We do have a soil calculator here if you want to determine specific amounts based on your containers and how potting mix is sold where you are.
Also keep in mind that we’re moistening the potting mix which removes a lot of the air pockets so it won’t go as far as you’d think. It really sinks down once you add water. If you are eye-balling it, buy twice as much as you think you need. You can always use any surplus later.
Pre-moisten Potting Mix
Before adding potting mix to your jug, moisten it with water. It should be moist enough to form a ball when you press it together but not so much that water drips out.
Some seeds like salad greens just form shallow roots while others (e.g. tomatoes) go deeper. A depth of at least 4-inches works for most plants for the seedling and young plant stages.
If your potting mix is too shallow, the plant roots could freeze early on or become rootbound later.
Seed Sowing Depth
Winter sowing is just like any other seed sowing: follow the instructions on your seed packet for things like sowing depth and whether the seeds should be covered. Most germinate in darkness but there are some that need light to sprout.
This comes down to personal preference. Do you want to thin out or divide seedlings later or not? And how many plants do you want / need?

LISTED RECORDS »
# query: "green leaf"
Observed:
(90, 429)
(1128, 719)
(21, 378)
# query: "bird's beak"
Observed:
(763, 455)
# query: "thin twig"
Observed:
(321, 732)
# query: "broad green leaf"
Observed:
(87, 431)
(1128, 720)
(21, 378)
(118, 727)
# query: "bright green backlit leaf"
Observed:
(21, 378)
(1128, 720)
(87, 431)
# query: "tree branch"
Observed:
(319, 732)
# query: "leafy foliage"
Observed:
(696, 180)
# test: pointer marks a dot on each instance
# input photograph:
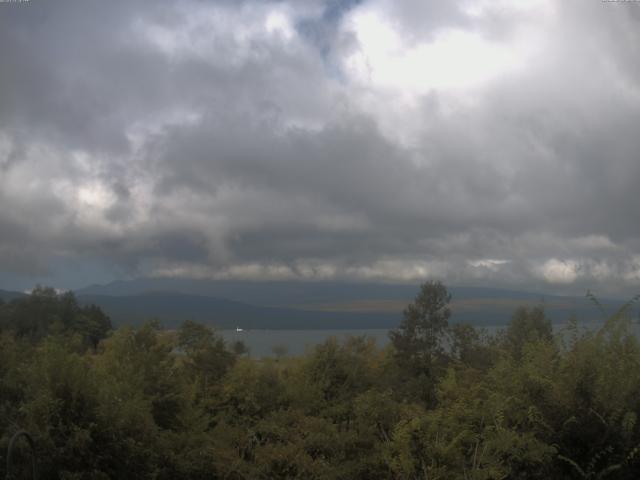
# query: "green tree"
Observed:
(420, 340)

WRITTEN TASKS »
#1 What depth of potting mix does the winter sowing guide say works for most plants during the seedling and young plant stages?
#2 Please go on with the winter sowing guide, starting right after its final sentence.

PER-TASK ANSWERS »
#1 At least 4 inches.

#2
Thinning & Dividing | Some gardeners like to sow a lot of seeds and either thin them out later or use the H.O. S. or “hunk of seeds” approach. This is where seedlings—all clumped together—are gently teased apart into smaller groups for transplanting.
I have friends who sow thickly because they are growing high volumes for spring plant sales. This works if you are prepared for the next step—transplanting a zillion seedlings.
Sow Sparingly | When I know my seeds have good germination rates, I sow just what I need with a few extra for insurance because I do not like thinning seeds and I’m super frugal. Sowing a lot of seeds at once can add up!
Do what fits your situation: how many plants you hope to grow, how much room you have, and how much work you’re equipped to do.
One Seed Type Per Jug
Ideally we start just one type of seed in each milk jug otherwise it gets tricky with varying plant heights and needs as things grow.
An exception is something like leafy greens or mesclun mix where the different varieties grow nicely together in a compact space.
As mentioned in the Timing section, it’s helpful to start seeds in 3 different phases depending on how long of a stratification period they require (or not). This means starting batches of seeds in early winter, winter, and late winter / early spring depending on the seeds.
We stop using the winter sowing method each spring when outdoor conditions are right for direct outdoor sowing.
Want the Winter Sowing ebook? Grab it here.
6Tag and Seal Jugs
Tags & Labels
I’ll remember what I sowed! says every gardener who later forgets.
Be sure to keep track of what you’re growing.
There are lots of options for tagging your sowing jugs. Most of us do several things just in case.
Bonus points for labelling both the inside and outside of the container.
Use markers, tags, and tape or any combination of these.
- Paint marking pens or another UV-resistant marker, grease pen, or pencil all work. Regular Sharpie pens do not work: they fade in the sun. Markers need to be oil-based to work.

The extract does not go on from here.